_Kutipan Tulisan_
☆ ☆ ☆

Mengapa Procurement Etis Penting?

procurement etis

Source: Mary Pahlke from Pixabay

Procurement etis adalah praktik menyeimbangkan laba atas investasi atau return on investment (ROI) terhadap dampak potensial barang dan jasa pada rantai pasokan, reputasi, dan jejak sosiopolitik atau lingkungan.

Pada dasarnya, tujuan utama menjalankan bisnis adalah menghasilkan keuntungan. Namun, dengan perkembangan jaman dan teknologi, setiap keputusan bisnis memiliki konsekuensi. Maka, tidaklah mengejutkan jika procurement etis kini menjadi pertimbangan perusahaan yang mencari ROI.

Nilai procurement etis terletak pada keuntungan berwujud (tangible) dan tidak berwujud (intangible) bagi perusahaan.

Untuk memastikan perusahaan memaksimalkan keduanya, penting untuk memahami apa itu procurement yang etis dan bagaimana Anda bisa menjadikannya bagian dari praktik terbaik Anda dalam proses procurement.

Baca juga: Perbedaan Direct Procurement dan Indirect Procurement

Pentingnya Procurement yang Etis

pentingnya procurement etis

Source: Gerd Altmann from Pixabay

Procurement yang etis akan menjadi keadaan standar untuk bisnis dari semua ukuran dan jenis; melakukan hal yang benar untuk perusahaan dan hal yang benar untuk masyarakat tempat perusahaan beroperasi akan sama. Etis adalah adil dan konsisten dengan nilai-nilai yang diperjuangkan.

Tetapi, seperti yang diketahui oleh para profesional procurement, bahkan kode etik yang paling kokohpun berat untuk diuji jika dikaitkan dengan konflik kepentingan, hak asasi manusia, pekerja anak, dan perilaku tidak etis lainnya.

Bagi perusahaan, pertanyaan tentang procurement yang etis bermuara pada supply chain management dikombinasikan dengan kewajiban, harapan, hukum, moral, dan masyarakat. Kewajiban dan harapan dalam hal ini adalah kontekstual, karena masyarakat memiliki pandangan yang berbeda tentang pentingnya keuntungan pribadi dalam kemitraan dengan keuntungan perusahaan, atau definisi istilah seperti korupsi.

☆ ☆ ☆

_Rumusan Soal_
Teruskan tulisan tentang procurement etis di atas, mulai tepat setelah kalimat terakhirnya. Baris-baris data berikut tidak dipakai sama sekali di sini.

☆ ☆ ☆

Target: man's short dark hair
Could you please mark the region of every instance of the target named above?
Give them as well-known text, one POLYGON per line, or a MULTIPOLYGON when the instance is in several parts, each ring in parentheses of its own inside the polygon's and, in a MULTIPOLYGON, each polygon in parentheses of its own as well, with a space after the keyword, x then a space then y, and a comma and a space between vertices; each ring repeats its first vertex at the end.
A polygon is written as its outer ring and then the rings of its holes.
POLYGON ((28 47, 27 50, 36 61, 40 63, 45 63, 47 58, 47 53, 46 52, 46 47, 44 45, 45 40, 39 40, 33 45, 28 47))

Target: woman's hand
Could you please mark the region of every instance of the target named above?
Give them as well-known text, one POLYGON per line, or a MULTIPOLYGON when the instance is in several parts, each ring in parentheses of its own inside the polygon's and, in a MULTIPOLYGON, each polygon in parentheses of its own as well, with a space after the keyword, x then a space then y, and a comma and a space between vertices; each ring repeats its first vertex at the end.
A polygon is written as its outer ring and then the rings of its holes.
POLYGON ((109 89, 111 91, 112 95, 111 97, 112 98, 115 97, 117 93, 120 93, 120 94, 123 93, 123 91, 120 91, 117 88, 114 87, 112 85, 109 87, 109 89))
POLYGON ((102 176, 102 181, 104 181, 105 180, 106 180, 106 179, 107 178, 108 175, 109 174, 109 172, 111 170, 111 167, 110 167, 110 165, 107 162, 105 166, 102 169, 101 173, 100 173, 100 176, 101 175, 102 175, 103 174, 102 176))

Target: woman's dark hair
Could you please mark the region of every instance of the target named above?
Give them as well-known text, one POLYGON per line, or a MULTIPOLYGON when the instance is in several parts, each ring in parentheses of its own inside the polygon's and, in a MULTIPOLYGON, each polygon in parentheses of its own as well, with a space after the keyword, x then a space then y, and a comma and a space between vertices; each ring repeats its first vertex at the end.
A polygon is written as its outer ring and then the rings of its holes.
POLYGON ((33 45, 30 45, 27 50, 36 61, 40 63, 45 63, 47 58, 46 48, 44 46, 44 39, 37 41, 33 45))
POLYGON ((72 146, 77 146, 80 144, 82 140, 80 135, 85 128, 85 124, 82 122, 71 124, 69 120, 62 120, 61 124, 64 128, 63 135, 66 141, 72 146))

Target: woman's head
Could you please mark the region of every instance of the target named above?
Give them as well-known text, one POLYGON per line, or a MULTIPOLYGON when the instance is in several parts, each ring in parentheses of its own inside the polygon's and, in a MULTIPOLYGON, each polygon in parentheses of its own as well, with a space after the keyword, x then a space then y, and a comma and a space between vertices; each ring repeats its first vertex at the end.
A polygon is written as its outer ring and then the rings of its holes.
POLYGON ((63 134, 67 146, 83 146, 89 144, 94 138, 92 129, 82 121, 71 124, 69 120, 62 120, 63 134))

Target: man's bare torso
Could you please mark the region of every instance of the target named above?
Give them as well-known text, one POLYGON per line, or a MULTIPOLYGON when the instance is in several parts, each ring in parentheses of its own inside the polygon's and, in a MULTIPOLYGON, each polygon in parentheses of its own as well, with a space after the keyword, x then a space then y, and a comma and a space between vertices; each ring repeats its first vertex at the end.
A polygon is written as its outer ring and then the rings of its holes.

☆ ☆ ☆

_Hasil Tugas_
Namun, terlepas dari lokasi, procurement yang etis selalu membutuhkan pemahaman tentang tanggung jawab sosial perusahaan selain dari tanggung jawab hukumnya — dan pendekatan cerdas untuk menghilangkan praktik tidak etis dari kegiatan procurement-nya. Skandal penyuapan akan menghasilkan denda yang besar, misalnya, tetapi kerusakan yang berkelanjutan pada reputasi perusahaan dapat membuat entitas kehilangan kepercayaan dari basis pelanggannya.

Kepercayaan merupakan inti procurement etis. Kehilangan itu tidak hanya merusak hubungan pelanggan dan persepsi publik, tetapi juga hubungan supplier dan kegiatan itu sendiri. Sebuah perusahaan yang dikenal dengan perilaku tidak etis akan mengalami kesulitan menarik calon supplier baru, atau mendapatkan insentif, diskon, dan dukungan pelanggan ekstra dari yang sudah ada.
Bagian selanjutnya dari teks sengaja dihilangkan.